* begin Material for the task *
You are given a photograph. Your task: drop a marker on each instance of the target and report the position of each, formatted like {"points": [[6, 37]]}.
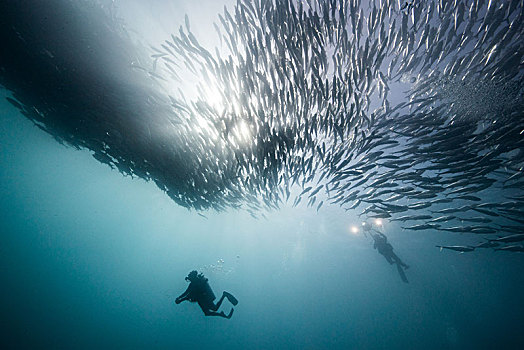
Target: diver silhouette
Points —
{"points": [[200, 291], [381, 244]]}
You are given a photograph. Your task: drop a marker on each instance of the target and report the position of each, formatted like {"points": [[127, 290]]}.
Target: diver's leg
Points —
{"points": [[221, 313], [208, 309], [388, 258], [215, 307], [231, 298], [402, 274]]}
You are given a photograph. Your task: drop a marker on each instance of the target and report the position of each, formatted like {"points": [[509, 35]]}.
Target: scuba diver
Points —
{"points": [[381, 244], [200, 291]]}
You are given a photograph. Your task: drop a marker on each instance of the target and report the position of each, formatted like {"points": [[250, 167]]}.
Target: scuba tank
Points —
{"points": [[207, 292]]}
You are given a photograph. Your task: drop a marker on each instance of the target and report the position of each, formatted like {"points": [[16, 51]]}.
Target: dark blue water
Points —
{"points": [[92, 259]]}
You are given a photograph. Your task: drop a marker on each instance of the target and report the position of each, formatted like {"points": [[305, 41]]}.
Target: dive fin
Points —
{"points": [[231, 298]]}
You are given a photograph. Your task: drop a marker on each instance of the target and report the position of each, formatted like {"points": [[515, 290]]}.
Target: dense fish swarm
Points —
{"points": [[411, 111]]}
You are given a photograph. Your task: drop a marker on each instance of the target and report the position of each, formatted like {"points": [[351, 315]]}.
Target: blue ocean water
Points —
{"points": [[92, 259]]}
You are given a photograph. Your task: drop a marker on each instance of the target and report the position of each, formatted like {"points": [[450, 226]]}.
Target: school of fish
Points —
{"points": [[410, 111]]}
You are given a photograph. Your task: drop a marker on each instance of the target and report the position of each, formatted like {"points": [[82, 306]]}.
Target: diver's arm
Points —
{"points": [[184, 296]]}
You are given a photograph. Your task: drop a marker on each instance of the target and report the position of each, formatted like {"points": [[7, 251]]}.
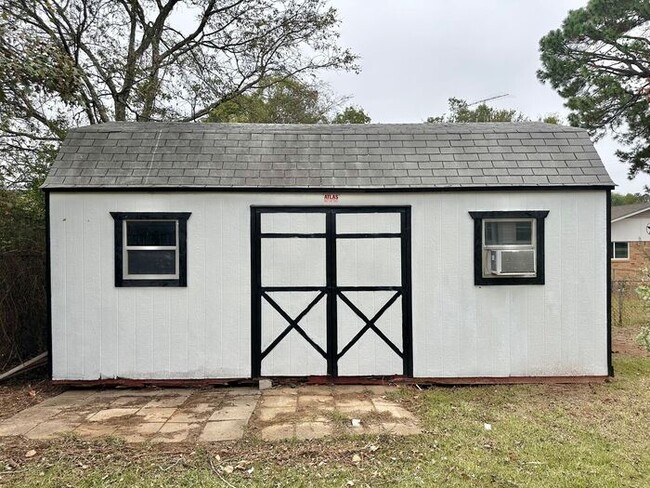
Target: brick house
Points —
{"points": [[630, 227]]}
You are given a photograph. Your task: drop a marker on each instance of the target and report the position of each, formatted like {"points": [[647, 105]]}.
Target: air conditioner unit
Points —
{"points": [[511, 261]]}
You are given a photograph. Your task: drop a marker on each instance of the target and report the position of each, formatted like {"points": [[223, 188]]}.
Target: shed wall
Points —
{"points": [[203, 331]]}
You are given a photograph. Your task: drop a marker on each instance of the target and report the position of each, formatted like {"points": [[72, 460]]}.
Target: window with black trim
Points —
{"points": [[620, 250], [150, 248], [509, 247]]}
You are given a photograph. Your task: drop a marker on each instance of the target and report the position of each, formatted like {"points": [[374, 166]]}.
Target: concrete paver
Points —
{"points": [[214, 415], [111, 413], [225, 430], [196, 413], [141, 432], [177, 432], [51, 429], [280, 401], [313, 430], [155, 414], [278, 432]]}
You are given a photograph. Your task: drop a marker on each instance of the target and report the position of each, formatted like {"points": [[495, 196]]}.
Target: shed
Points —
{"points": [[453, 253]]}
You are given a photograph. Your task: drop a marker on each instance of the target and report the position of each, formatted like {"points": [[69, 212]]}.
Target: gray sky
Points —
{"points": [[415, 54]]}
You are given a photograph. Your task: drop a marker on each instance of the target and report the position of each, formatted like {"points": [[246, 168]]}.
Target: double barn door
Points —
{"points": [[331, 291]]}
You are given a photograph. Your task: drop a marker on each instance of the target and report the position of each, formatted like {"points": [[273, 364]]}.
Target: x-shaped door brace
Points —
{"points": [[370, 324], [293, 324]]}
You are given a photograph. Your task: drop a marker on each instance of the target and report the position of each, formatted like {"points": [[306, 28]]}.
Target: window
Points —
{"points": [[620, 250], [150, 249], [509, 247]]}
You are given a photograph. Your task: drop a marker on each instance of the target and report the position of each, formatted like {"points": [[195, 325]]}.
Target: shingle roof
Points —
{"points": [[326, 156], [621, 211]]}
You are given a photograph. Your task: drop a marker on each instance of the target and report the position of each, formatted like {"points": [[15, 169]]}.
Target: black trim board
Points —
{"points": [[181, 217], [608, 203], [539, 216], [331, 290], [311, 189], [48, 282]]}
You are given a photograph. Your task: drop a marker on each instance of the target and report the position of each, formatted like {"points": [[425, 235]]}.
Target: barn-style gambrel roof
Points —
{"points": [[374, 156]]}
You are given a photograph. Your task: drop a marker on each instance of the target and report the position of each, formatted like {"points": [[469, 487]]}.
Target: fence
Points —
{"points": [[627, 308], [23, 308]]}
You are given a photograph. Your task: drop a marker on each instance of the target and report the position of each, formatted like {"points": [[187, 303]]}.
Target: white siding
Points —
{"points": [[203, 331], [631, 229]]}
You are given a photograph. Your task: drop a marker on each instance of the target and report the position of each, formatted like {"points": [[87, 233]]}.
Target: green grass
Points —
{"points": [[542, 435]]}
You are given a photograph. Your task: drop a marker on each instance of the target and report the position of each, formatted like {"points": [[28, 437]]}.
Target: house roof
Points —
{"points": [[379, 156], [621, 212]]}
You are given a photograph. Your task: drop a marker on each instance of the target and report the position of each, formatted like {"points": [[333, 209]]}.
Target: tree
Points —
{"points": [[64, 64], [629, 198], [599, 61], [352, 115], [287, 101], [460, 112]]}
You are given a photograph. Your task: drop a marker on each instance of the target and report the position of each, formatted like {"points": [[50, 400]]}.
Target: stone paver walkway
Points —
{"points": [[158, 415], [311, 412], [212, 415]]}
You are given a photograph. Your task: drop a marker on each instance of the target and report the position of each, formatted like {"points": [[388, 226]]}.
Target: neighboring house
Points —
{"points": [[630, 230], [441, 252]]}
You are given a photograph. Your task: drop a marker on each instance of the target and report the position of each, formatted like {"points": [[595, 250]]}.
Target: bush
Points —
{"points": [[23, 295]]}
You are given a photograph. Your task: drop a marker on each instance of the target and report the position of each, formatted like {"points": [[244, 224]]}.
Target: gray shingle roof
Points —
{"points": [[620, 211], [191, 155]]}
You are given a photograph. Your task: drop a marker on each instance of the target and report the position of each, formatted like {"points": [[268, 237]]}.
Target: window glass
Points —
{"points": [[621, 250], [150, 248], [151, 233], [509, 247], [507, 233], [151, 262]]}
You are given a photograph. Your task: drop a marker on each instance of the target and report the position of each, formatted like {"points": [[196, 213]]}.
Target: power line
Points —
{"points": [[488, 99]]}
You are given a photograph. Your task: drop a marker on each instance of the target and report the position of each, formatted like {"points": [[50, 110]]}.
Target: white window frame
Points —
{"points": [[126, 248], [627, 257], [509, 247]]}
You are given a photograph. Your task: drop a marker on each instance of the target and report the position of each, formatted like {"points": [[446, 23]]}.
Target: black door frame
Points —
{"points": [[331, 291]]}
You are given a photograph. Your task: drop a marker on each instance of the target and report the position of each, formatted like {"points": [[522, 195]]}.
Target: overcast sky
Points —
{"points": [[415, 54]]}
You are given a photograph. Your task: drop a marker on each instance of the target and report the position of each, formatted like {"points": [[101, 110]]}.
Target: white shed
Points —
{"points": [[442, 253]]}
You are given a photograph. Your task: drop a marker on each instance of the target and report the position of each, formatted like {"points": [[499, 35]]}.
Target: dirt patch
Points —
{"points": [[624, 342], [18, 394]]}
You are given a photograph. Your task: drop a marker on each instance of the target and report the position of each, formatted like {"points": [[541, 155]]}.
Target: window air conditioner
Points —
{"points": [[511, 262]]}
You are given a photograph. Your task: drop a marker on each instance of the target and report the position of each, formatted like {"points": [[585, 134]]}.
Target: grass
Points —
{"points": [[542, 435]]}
* end Material for the task *
» **Exercise task**
Pictures are excluded; copy every other part of the records exactly.

» **Task answer**
You are given a photograph. Your task: drop a marker on each instance of the target and report the position of each, formatted like {"points": [[6, 37]]}.
Target: diver silhouette
Points —
{"points": [[200, 291], [381, 244]]}
You are given a photograph. Your task: drop a marker on each instance of the target and report the position of each, formatted like {"points": [[127, 290]]}.
Target: diver's leg
Points —
{"points": [[221, 313], [208, 309], [388, 258], [215, 307], [231, 298], [402, 274]]}
You are given a photograph. Your task: drop a marker on each instance of the target and report the position of each, formatted like {"points": [[509, 35]]}.
Target: scuba diver
Points —
{"points": [[381, 244], [200, 291]]}
You are given a photograph. Your task: drop a marker on each instance of the target and report the position of each, formatted like {"points": [[250, 167]]}.
Target: scuba tank
Points —
{"points": [[207, 292]]}
You are given a photograph. Your task: drop a marker on each instance of the target and report the position of each, formatted like {"points": [[16, 51]]}.
Target: dark blue water
Points —
{"points": [[92, 259]]}
You are given a photograph. Your task: drop a marker on each instance of the target and report the position of each, formatted like {"points": [[305, 41]]}.
Target: dive fin
Points —
{"points": [[231, 298]]}
You are given a photograph. Your task: drop a marker on each instance of the target and report the position of each, formatted like {"points": [[515, 290]]}.
Target: dense fish swarm
Points —
{"points": [[411, 111]]}
You are given a photograph. Your task: drop a marker on each instance of the target and report the position of each, formatted like {"points": [[351, 315]]}.
Target: blue ocean water
Points —
{"points": [[92, 259]]}
You are given a photograph. Your task: drop a marker on each instance of the target and report the position of each, formatted like {"points": [[450, 226]]}.
Target: school of fish
Points —
{"points": [[410, 111]]}
You are given a photograph. Your task: drop a marker on each instance of the target and report the position of each, formatted like {"points": [[82, 306]]}.
Target: diver's arm
Points —
{"points": [[184, 296]]}
You are given a photograph. Your task: drop a marker on each instance of the target and report the position of each, formatted like {"points": [[7, 251]]}.
Target: brick house
Points —
{"points": [[630, 227]]}
You are given a photograph. Your task: drop a marker on each instance of the target and report the position of each, formatted like {"points": [[647, 105]]}.
Target: air conditioner unit
Points —
{"points": [[511, 261]]}
You are given a photograph. Your task: drop a marker on each instance of the target and report the position of each, formatted like {"points": [[223, 188]]}.
Target: shed wall
Points —
{"points": [[203, 331]]}
You are given a photograph. Your task: drop a marker on each instance of the target and report the position of each, formatted like {"points": [[72, 460]]}.
Target: window with black trim
Points —
{"points": [[620, 250], [150, 248], [509, 247]]}
You are given a photograph. Your task: drop a marker on each instance of the target and report the position of each, formatted like {"points": [[374, 166]]}.
Target: concrete paver
Points —
{"points": [[214, 415], [111, 413], [225, 430], [196, 413], [141, 432], [177, 432], [51, 429], [280, 401], [313, 430], [155, 414], [278, 432]]}
You are given a photograph. Your task: drop a marker on each instance of the target and report the position of each, formatted like {"points": [[495, 196]]}.
Target: shed
Points —
{"points": [[453, 253]]}
You are given a photograph. Your task: drop a marker on each instance of the target and report the position of each, formatted like {"points": [[69, 212]]}.
Target: gray sky
Points —
{"points": [[415, 54]]}
You are given a photograph. Your task: drop a marker on each instance of the target and report the position of each, formatted like {"points": [[246, 168]]}.
Target: double barn door
Points —
{"points": [[331, 291]]}
You are given a photograph. Your task: drop a marker on each instance of the target and report the position of each, formatted like {"points": [[273, 364]]}.
Target: x-shaped door brace
Points —
{"points": [[370, 324], [293, 324]]}
You are given a photograph. Your task: drop a marker on each instance of the target and report the position of each, formatted like {"points": [[306, 28]]}.
Target: window
Points —
{"points": [[620, 250], [150, 249], [509, 247]]}
You are given a photograph. Your task: drop a marker on each instance of the target and report the position of each, formatted like {"points": [[195, 325]]}.
Target: shingle roof
Points —
{"points": [[326, 156], [621, 211]]}
You are given a photograph. Your task: drop a marker on each instance of the target and report the position of each, formatted like {"points": [[15, 169]]}.
Target: black trim board
Points —
{"points": [[181, 217], [608, 203], [539, 216], [331, 290], [311, 189], [48, 282]]}
You are given a photograph. Your task: drop a marker on each instance of the target and report the position of each, formatted like {"points": [[425, 235]]}.
Target: barn-style gambrel roof
Points —
{"points": [[374, 156]]}
You are given a photograph. Your task: drop a marker on each instance of the target and report the position of each, formatted like {"points": [[469, 487]]}.
Target: fence
Points —
{"points": [[627, 308], [23, 308]]}
You are given a photograph. Your task: drop a marker on each instance of the target and report the position of each, formatted like {"points": [[187, 303]]}.
Target: white siding
Points —
{"points": [[203, 331], [631, 229]]}
You are given a photograph. Your task: drop a marker on each instance of the target and report the position of each, formatted like {"points": [[87, 233]]}.
Target: green grass
Points —
{"points": [[542, 435]]}
You are given a photograph. Your task: drop a marker on each instance of the target and report the position of each, formatted like {"points": [[28, 437]]}.
Target: house roof
Points —
{"points": [[379, 156], [621, 212]]}
You are given a photograph. Your task: drop a marker on each instance of the target and report the position of each, formatted like {"points": [[333, 209]]}.
Target: tree
Points —
{"points": [[64, 64], [629, 198], [599, 61], [352, 115], [287, 101], [460, 112]]}
You are given a photograph. Your task: drop a marker on each instance of the target and report the position of each, formatted like {"points": [[50, 400]]}.
Target: stone paver walkway
Points —
{"points": [[158, 415], [311, 412], [212, 415]]}
You are given a photograph. Your task: drop a marker on each instance of the target and report the position of each, formatted like {"points": [[388, 226]]}.
Target: neighboring house
Points —
{"points": [[630, 230], [441, 252]]}
You are given a photograph. Your task: drop a marker on each instance of the target and report the position of each, formatted like {"points": [[595, 250]]}.
Target: bush
Points —
{"points": [[23, 295]]}
You are given a photograph. Your task: drop a marker on each instance of the target and report the position of each, formatted like {"points": [[244, 224]]}.
Target: gray shingle roof
Points —
{"points": [[620, 211], [191, 155]]}
You are given a photograph. Your task: drop a marker on each instance of the target and report the position of each, formatted like {"points": [[268, 237]]}.
Target: window glass
Points —
{"points": [[621, 250], [150, 248], [151, 233], [509, 247], [507, 233], [151, 262]]}
You are given a photograph. Your task: drop a marker on each instance of the target and report the position of each, formatted like {"points": [[196, 213]]}.
Target: power line
Points —
{"points": [[488, 99]]}
You are given a photograph. Your task: drop a marker on each instance of the target and report the position of each, formatted like {"points": [[50, 110]]}.
Target: white window frame
Points —
{"points": [[126, 248], [627, 257], [509, 247]]}
You are given a photograph. Your task: drop a marker on each instance of the target and report the position of each, formatted like {"points": [[446, 23]]}.
Target: black door frame
Points —
{"points": [[331, 291]]}
You are given a photograph. Your task: drop a marker on each instance of the target and report the position of each, formatted like {"points": [[522, 195]]}.
Target: overcast sky
Points —
{"points": [[415, 54]]}
You are given a photograph. Your task: drop a marker on each instance of the target and report the position of each, formatted like {"points": [[101, 110]]}.
Target: white shed
Points —
{"points": [[442, 253]]}
You are given a photograph. Your task: drop a marker on each instance of the target and report the position of each, formatted like {"points": [[499, 35]]}.
Target: dirt patch
Points —
{"points": [[624, 342], [18, 394]]}
You are given a photograph. Your task: drop a marker on each instance of the target and report the position of each, formatted like {"points": [[541, 155]]}.
Target: window air conditioner
Points —
{"points": [[511, 262]]}
You are given a photograph. Your task: drop a marker on each instance of the target and report the position of each, formatted like {"points": [[585, 134]]}.
Target: grass
Points —
{"points": [[542, 435]]}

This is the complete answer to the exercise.